- **GIVEN TASK 1**
Decide whether each statement agrees with the link aggregation passage. Answer yes or no for each, quoting the words from the passage that settle it.
(a) Aggregation may be implemented at any of the lowest three OSI layers.
(b) Every aggregation method provides failover.
(c) The umbrella terms cover only vendor-independent standards.
- **GIVEN TASK 2**
Answer these questions from the link aggregation passage.
(a) What protocol for Ethernet is named as a vendor-independent standard?
(b) What two purposes of combining network connections are given?
(c) Across what does aggregation balance the network load?

- **PASSAGE PROVIDED**
Link aggregation

From Wikipedia, the free encyclopedia
Jump to: navigation, search
Link Aggregation between a switch and a server

In computer networking, the term link aggregation applies to various methods of combining (aggregating) multiple network connections in parallel in order to increase throughput beyond what a single connection could sustain, and to provide redundancy in case one of the links should fail.

Further umbrella terms used to describe the method include port trunking,[1]link bundling,[2] Ethernet/network/NIC bonding,[1] or NIC teaming. These umbrella terms encompass not only vendor-independent standards such as Link Aggregation Control Protocol (LACP) for Ethernet defined in IEEE 802.1AX and IEEE 802.1aq or the previous IEEE 802.3ad, but also various proprietary solutions.

Network architects can implement aggregation at any of the lowest three layers of the OSI model.

Regardless of the layer on which aggregation occurs, it balances the network load across all links. Most methods provide failover as well.

Position identification records:

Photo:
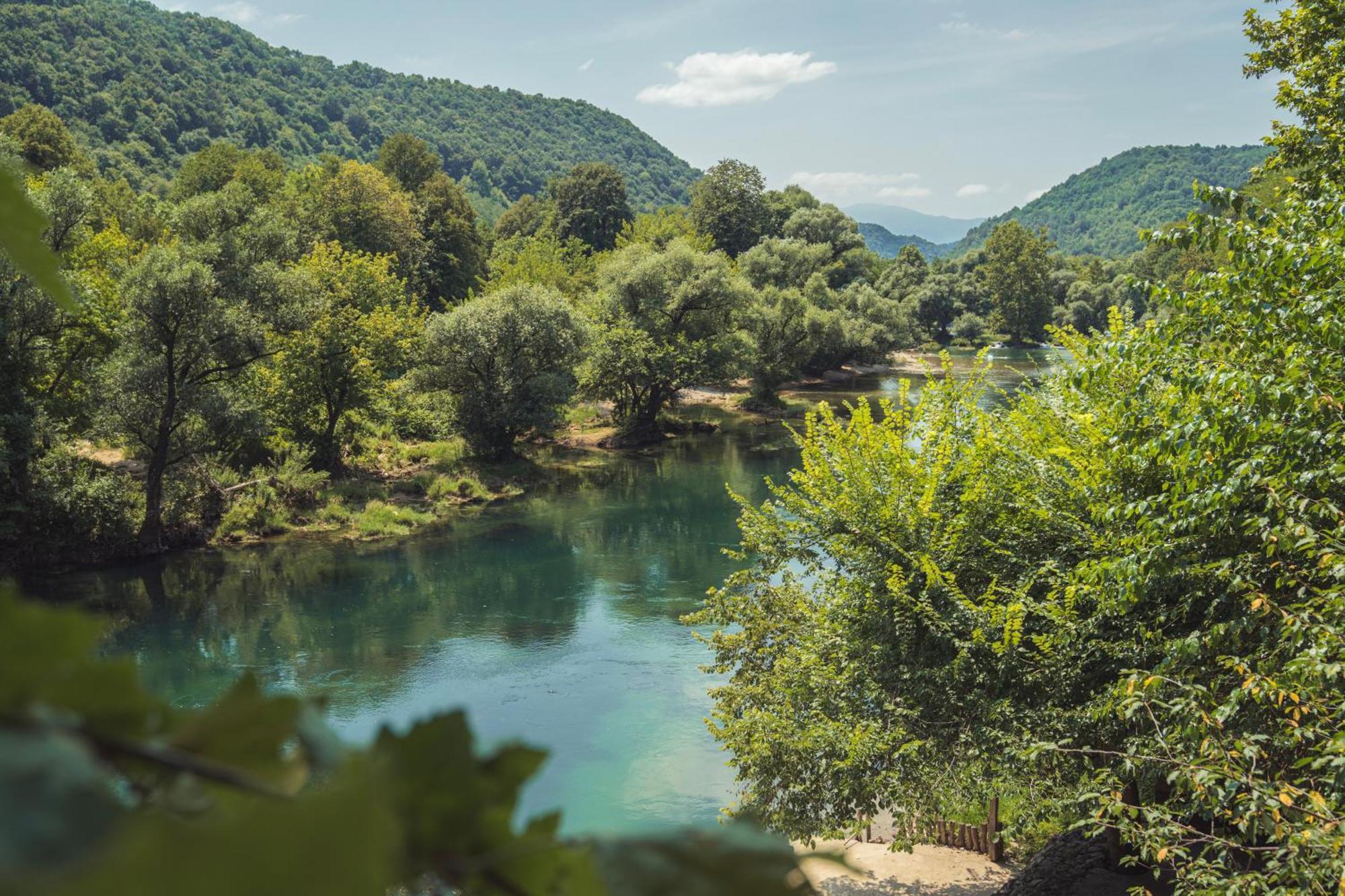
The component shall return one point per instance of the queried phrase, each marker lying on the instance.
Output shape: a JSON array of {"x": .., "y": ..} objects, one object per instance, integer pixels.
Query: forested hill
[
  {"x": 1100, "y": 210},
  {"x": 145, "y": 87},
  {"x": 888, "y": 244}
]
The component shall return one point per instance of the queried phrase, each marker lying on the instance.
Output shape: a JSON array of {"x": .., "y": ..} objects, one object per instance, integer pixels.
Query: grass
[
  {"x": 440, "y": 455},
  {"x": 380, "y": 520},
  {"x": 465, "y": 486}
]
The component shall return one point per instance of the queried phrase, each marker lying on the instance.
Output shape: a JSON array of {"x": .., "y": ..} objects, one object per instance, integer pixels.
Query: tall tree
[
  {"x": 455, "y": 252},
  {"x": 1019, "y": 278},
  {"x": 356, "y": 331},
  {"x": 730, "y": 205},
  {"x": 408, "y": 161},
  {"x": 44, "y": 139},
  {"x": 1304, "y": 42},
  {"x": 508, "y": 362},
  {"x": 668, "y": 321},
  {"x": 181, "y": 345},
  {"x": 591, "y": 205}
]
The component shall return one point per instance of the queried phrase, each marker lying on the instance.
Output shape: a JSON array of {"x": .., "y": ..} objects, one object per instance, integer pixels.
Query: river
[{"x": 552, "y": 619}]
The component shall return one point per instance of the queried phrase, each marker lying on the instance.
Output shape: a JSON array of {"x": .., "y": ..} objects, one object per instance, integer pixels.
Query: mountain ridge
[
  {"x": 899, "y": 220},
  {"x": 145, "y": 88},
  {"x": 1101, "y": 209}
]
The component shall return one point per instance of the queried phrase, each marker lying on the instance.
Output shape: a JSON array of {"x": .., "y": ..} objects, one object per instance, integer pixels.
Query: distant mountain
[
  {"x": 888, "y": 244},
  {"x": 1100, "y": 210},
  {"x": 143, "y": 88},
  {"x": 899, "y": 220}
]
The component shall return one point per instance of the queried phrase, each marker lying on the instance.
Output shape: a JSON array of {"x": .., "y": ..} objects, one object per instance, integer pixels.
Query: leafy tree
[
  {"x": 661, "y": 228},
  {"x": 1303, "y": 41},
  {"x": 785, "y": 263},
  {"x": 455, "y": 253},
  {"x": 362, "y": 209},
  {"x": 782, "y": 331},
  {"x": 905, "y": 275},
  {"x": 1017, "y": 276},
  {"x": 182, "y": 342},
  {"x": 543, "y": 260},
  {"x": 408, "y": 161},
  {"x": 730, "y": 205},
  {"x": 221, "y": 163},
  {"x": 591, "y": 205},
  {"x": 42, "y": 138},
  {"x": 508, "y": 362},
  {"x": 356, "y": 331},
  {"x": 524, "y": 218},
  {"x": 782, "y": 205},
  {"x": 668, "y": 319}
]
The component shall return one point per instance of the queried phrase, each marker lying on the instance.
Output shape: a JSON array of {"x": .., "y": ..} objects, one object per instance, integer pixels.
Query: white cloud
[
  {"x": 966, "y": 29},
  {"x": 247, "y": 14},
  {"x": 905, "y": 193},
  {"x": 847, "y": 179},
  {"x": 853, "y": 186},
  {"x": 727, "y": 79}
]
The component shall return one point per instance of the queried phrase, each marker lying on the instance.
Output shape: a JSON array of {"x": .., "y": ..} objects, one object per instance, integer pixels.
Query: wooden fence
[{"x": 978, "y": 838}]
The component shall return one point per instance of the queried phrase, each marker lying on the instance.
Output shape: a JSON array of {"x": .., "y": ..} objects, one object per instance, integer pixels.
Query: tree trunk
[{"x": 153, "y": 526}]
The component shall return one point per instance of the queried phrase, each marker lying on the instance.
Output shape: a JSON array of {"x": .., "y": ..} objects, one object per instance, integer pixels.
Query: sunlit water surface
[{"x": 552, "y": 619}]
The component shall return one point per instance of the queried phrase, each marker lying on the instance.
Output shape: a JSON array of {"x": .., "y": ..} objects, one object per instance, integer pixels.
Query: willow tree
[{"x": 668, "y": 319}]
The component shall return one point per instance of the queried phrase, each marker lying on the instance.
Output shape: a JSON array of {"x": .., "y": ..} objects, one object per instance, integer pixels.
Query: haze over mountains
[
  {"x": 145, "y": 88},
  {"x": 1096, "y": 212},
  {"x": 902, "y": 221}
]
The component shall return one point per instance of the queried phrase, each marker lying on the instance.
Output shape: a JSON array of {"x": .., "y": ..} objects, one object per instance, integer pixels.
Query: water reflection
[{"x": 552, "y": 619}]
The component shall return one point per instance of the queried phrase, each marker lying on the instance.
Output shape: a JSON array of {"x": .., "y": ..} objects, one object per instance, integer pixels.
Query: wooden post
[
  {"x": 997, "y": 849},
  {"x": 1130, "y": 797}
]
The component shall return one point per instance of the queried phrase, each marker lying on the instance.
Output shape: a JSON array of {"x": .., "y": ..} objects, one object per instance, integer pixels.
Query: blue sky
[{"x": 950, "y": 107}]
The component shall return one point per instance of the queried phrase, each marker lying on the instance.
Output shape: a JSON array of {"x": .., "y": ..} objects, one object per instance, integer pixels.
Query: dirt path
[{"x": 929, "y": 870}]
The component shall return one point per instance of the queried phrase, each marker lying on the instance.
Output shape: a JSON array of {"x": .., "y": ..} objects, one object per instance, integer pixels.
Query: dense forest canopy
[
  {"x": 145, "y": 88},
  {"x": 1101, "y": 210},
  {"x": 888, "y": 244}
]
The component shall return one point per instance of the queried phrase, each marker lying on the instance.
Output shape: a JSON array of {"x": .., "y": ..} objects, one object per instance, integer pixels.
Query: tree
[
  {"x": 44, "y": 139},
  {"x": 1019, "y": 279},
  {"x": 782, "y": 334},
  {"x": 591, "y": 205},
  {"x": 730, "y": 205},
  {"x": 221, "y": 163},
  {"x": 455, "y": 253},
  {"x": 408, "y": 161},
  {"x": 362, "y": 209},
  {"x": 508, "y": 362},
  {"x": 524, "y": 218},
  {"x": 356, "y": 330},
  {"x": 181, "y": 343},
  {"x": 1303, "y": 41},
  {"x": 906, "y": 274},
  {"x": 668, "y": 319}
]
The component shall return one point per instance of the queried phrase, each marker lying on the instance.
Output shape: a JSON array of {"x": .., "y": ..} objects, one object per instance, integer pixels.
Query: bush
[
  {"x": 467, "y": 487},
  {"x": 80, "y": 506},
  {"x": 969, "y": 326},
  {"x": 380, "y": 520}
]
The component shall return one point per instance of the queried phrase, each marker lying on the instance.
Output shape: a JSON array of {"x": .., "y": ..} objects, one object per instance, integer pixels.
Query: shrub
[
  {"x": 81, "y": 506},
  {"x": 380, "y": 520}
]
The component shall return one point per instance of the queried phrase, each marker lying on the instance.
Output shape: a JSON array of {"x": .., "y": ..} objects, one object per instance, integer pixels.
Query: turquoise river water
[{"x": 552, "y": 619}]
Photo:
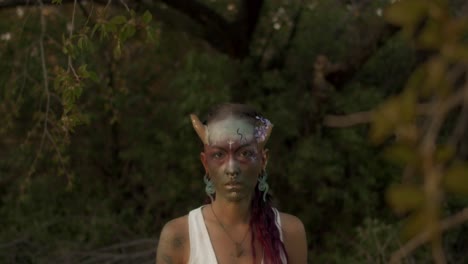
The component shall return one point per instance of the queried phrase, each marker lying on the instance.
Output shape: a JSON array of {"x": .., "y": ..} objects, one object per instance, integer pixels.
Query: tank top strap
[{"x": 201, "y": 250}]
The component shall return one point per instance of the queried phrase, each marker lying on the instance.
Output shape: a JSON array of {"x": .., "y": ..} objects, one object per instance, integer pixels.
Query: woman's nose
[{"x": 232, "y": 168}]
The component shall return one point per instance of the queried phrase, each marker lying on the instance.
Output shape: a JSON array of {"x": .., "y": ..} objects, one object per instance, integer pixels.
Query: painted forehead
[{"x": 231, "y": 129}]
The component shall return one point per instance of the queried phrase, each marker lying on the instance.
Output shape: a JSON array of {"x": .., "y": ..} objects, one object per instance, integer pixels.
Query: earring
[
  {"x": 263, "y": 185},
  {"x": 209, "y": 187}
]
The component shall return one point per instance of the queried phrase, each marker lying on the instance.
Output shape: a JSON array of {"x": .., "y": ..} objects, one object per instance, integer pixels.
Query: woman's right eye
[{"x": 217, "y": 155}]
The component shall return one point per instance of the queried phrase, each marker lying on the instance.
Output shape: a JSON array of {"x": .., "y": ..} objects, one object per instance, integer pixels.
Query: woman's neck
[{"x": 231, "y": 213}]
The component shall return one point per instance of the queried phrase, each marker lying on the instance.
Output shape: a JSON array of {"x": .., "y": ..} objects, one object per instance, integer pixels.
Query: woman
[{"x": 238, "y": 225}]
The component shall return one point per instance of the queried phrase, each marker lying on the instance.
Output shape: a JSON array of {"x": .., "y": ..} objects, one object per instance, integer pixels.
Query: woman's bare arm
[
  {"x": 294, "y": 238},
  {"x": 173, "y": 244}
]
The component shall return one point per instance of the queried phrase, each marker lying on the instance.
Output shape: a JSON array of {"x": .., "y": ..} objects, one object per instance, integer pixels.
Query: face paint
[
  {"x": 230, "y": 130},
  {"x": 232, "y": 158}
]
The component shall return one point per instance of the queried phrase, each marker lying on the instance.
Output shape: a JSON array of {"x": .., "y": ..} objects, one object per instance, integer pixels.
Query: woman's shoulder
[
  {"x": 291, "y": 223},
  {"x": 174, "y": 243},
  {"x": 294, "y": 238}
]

- **FULL ANSWER 1**
(a) Yes: "Network architects can implement aggregation at any of the lowest three layers of the OSI model."
(b) No: "Most methods provide failover as well."
(c) No: "but also various proprietary solutions."

- **FULL ANSWER 2**
(a) Link Aggregation Control Protocol (LACP)
(b) To increase throughput beyond what a single connection could sustain, and to provide redundancy in case one of the links should fail
(c) Across all links